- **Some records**

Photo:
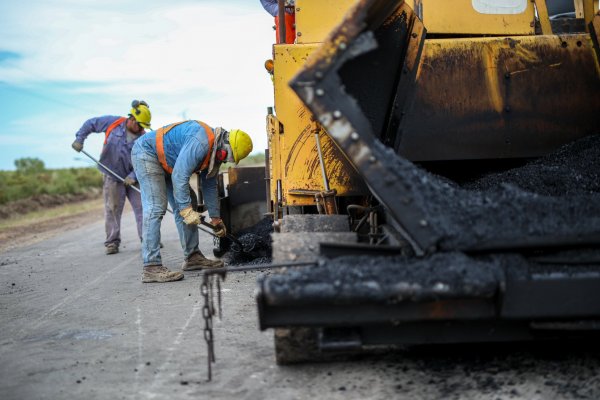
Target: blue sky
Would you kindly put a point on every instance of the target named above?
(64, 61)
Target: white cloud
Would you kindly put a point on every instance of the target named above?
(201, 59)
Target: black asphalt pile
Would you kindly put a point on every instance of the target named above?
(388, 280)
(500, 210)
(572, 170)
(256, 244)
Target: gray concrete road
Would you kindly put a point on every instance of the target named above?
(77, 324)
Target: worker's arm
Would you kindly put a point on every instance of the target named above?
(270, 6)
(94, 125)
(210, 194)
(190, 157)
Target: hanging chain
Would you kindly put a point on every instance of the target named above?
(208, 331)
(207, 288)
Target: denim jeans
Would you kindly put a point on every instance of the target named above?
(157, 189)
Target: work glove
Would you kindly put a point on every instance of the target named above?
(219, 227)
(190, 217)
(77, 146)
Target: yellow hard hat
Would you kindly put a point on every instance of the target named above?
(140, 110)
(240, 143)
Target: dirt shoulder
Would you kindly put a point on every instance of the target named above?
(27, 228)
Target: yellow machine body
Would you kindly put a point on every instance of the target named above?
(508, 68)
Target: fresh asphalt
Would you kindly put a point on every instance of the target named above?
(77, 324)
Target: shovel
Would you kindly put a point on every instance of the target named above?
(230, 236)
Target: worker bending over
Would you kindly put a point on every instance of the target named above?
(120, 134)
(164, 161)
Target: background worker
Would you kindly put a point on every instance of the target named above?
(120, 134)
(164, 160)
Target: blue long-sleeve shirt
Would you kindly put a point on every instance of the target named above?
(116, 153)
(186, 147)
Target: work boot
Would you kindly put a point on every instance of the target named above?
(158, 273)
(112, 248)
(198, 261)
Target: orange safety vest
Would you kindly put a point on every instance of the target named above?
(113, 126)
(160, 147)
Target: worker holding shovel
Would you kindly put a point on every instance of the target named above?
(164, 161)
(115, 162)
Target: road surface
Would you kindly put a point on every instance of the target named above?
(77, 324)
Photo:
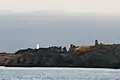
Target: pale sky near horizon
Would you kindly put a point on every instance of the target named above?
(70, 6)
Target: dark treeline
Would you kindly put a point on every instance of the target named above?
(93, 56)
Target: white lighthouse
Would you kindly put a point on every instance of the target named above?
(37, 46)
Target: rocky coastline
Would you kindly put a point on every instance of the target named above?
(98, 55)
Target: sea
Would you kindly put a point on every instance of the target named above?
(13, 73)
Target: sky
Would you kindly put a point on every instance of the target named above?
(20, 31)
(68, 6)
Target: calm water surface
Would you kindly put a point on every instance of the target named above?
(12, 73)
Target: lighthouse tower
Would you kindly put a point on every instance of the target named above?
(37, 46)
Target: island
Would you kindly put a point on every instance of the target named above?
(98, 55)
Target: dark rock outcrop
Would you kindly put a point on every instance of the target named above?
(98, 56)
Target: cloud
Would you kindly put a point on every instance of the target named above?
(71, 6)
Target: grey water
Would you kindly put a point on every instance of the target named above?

- **Your objective**
Extract every line of the records above word for word, leaving out the pictures.

- **Exercise output**
Photo:
Target: blue sky
Would you kindly put a point on every instance of the target named above?
(64, 61)
Target: white cloud
Would you kindly put a point on every instance of the target named above?
(201, 59)
Target: black asphalt pile
Would you kindly put a point on every instance of the target named above?
(388, 280)
(500, 210)
(572, 170)
(256, 244)
Target: gray concrete road
Would you kindly put a point on every instance of the target named above?
(77, 324)
Target: worker's arm
Would you kindly put a point on every instance of the target named above?
(270, 6)
(94, 125)
(210, 194)
(190, 157)
Target: hanging chain
Would you kindly put a point on every instance of the target named above?
(208, 331)
(207, 288)
Target: denim jeans
Would you kindly put a point on every instance of the target named above?
(157, 189)
Target: work glove
Would you kindly put a point on every instance of the target named above?
(219, 227)
(190, 217)
(77, 146)
Target: yellow hard hat
Would you kindly put a point on every instance of the target named above?
(140, 110)
(240, 143)
Target: dirt shoulder
Would you kindly put a point on every instance of the target named above?
(27, 228)
Target: yellow machine body
Would you kindly put a point on every instance of the target named above?
(508, 68)
Target: fresh asphalt
Would you kindly put a point on every instance of the target named above?
(77, 324)
Target: shovel
Would you kindly put a point on every instance of the target named above?
(230, 236)
Target: worker bending over
Would you kindly put a point on every instance of the target named above?
(120, 134)
(164, 161)
Target: background worker
Would you kindly put a point on every instance of the target named above?
(120, 134)
(164, 160)
Target: blue long-sleeve shirt
Would you kindly put a point on every instance of the target named above?
(116, 153)
(186, 147)
Target: work boot
Would you kindly put a point on every instance of the target named above?
(158, 273)
(112, 248)
(198, 261)
Target: orange safety vest
Would you kindly put a point on every instance of the target named above?
(113, 126)
(160, 147)
Target: worker holding shovel
Would you kindly put a point on every instance of the target named above?
(164, 161)
(115, 162)
Target: road surface
Would you kindly put a point on every instance of the target named above?
(77, 324)
Photo:
Target: pale sky near horizon
Would you kindly put a point on every instance of the target named above?
(70, 6)
Target: dark treeline
Would you kindly put a point on every instance of the target named above?
(93, 56)
Target: white lighthouse
Would you kindly put a point on every instance of the target named above?
(37, 46)
Target: rocky coastline
Would you kindly put a point on every instance of the target named above?
(98, 55)
Target: sea
Would you kindly put a point on every instance of the target named above?
(13, 73)
Target: sky
Would you kindly put a point on every instance of the target named above?
(20, 31)
(68, 6)
Target: calm water surface
Would you kindly put a point on every instance of the target named above?
(12, 73)
Target: lighthouse tower
Would you kindly put a point on every instance of the target named above?
(37, 46)
Target: island
Would you kindly put a point on every instance of the target named above?
(98, 55)
Target: dark rock outcrop
Would you kindly put a point on every instance of the target named above?
(98, 56)
Target: cloud
Would you kindly put a point on every instance of the target named above?
(71, 6)
Target: grey water
Would you kindly put a point on every instance of the target named above?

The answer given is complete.